AIM OF THE TASK
Which lines of the listing contain the word "band"? Select each such line and copy it, treating uppercase and lowercase as different.

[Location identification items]
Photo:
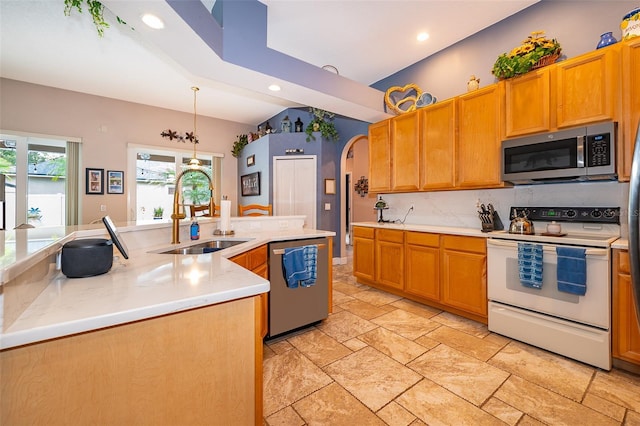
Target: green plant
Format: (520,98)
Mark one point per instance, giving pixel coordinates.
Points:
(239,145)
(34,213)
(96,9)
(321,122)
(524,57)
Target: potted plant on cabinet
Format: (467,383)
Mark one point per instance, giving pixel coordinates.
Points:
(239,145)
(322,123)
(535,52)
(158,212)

--

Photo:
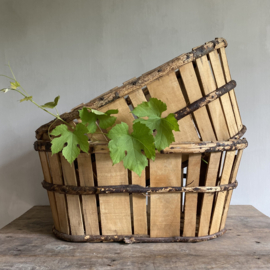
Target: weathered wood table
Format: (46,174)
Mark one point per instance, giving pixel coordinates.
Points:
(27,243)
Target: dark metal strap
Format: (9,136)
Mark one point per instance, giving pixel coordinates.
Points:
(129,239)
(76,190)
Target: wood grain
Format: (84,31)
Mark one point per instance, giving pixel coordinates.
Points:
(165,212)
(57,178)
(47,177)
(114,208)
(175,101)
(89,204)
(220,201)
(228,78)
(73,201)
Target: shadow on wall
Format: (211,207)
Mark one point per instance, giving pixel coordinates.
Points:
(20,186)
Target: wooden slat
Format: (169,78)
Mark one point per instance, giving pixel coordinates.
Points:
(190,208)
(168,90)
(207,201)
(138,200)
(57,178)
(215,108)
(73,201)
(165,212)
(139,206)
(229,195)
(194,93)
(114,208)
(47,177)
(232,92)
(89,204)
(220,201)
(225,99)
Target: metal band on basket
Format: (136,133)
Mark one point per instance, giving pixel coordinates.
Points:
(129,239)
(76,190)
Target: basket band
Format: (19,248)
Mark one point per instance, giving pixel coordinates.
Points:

EXERCISE SOLUTION
Target: metal band on basket
Target: basket band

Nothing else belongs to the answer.